* **Brano di lettura**:
-- -- --
C’è però un problema: il suo ufficio lo costringe ad unirsi agli atti di culto del suo sovrano, contraddicendo i propositi che ha appena espresso. Chiede che gli sia perdonata questa incoerenza, evidentemente “esteriore”, visto che la sua coscienza è vincolata alla scoperta che ha appena fatto. La risposta del profeta è assai “liberale”: dicendogli “va’ in pace!” non lo sta semplicemente accomiatando senza pronunciarsi, ma lo lascia con una approvazione.
-- -- --
* **Compito richiesto 1**:
Secondo il brano di lettura, quali parole rivolge il profeta al suo interlocutore?
* **Compito richiesto 2**:
Cita dal brano di lettura la parte che si apre con le parole contenenti "C’è però un" e si chiude con "con una approvazione.".
I record che seguono non hanno alcun ruolo in questo esercizio.
-- -- --
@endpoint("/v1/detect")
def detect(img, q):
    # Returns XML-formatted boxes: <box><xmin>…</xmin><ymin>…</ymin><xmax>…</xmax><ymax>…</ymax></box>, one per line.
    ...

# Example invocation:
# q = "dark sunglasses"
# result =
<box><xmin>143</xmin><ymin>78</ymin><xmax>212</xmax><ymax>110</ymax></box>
-- -- --
* **Risposta svolta 1**:
Gli dice: "va’ in pace!".

* **Risposta svolta 2**:
C’è però un problema: il suo ufficio lo costringe ad unirsi agli atti di culto del suo sovrano, contraddicendo i propositi che ha appena espresso. Chiede che gli sia perdonata questa incoerenza, evidentemente “esteriore”, visto che la sua coscienza è vincolata alla scoperta che ha appena fatto. La risposta del profeta è assai “liberale”: dicendogli “va’ in pace!” non lo sta semplicemente accomiatando senza pronunciarsi, ma lo lascia con una approvazione.